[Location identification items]
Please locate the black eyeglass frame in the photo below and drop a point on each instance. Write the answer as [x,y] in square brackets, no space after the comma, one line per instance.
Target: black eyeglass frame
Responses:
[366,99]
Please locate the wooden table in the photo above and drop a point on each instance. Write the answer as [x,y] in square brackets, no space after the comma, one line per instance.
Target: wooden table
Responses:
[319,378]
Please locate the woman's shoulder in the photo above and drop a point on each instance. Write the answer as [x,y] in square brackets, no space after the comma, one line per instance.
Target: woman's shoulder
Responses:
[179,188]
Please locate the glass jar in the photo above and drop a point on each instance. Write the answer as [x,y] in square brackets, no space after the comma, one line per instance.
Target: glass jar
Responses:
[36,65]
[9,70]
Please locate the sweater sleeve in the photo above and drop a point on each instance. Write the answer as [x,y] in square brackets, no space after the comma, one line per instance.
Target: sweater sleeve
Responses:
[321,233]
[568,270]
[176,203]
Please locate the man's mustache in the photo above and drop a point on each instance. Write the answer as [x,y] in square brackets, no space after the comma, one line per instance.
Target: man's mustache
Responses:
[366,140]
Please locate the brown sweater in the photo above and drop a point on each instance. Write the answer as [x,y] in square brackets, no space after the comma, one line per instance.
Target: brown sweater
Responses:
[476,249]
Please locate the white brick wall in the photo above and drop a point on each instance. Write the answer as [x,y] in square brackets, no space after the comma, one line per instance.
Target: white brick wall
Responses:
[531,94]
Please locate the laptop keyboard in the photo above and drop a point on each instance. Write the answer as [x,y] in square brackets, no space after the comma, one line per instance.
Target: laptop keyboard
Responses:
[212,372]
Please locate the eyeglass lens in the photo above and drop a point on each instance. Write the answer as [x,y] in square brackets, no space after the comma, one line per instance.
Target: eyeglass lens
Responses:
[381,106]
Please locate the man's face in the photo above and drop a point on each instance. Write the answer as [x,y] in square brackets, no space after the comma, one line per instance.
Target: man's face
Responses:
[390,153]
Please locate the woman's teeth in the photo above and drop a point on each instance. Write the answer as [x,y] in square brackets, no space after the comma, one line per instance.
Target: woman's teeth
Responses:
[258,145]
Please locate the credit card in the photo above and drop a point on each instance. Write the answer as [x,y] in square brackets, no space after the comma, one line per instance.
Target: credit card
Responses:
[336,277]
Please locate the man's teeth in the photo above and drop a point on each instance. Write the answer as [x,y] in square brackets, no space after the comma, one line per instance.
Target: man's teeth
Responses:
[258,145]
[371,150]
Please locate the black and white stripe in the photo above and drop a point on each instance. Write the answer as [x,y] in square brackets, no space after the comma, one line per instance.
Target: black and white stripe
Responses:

▶ **EXERCISE GOAL**: Can you set out the stretch from the line containing "Please locate the white" through the end of the items as a numbered list, leaving out any blank lines?

▶ **TASK ANSWER**:
1. Please locate the white brick wall in the photo above and drop a point on each instance. Write the answer as [x,y] in square brackets, no space after the comma, one line per instance.
2. Target: white brick wall
3. Responses:
4. [531,94]
5. Please locate the laptop keyboard in the photo above and drop a point on each instance. Write the answer as [x,y] in square brackets, no space after the comma, one line per instance.
6. Target: laptop keyboard
7. Responses:
8. [212,372]
9. Please locate the eyeglass lens in the photo above and drop a point on each instance. Write the answer as [x,y] in square brackets, no space after the comma, one line per instance.
10. Target: eyeglass lens
11. Responses:
12. [381,106]
13. Please locate the man's face in the photo above and drop a point on each instance. Write the answer as [x,y] in square brackets, no space after the comma, one line per instance.
14. Target: man's face
15. Responses:
16. [390,153]
17. Please locate the woman's teeth in the photo above and drop a point on each instance. Write the answer as [x,y] in square brackets, no space after the comma, one line per instance.
18. Target: woman's teeth
19. Responses:
20. [258,145]
21. Please locate the credit card in the photo above and drop a point on each instance. Write the answer as [x,y] in square brackets, no space after the comma, one line per instance.
22. Target: credit card
23. Responses:
24. [336,277]
25. Please locate the man's teeth in the photo above and drop a point on each instance. Write the answer as [x,y] in square brackets, no space after the comma, one line per instance.
26. Target: man's teeth
27. Responses:
28. [258,145]
29. [371,150]
30. Please locate the black and white stripe in the photo above and drop a point on each instance. Write the answer as [x,y] in square brackets, no space after the comma, one line per instance.
31. Target: black and white stripe
32. Responses:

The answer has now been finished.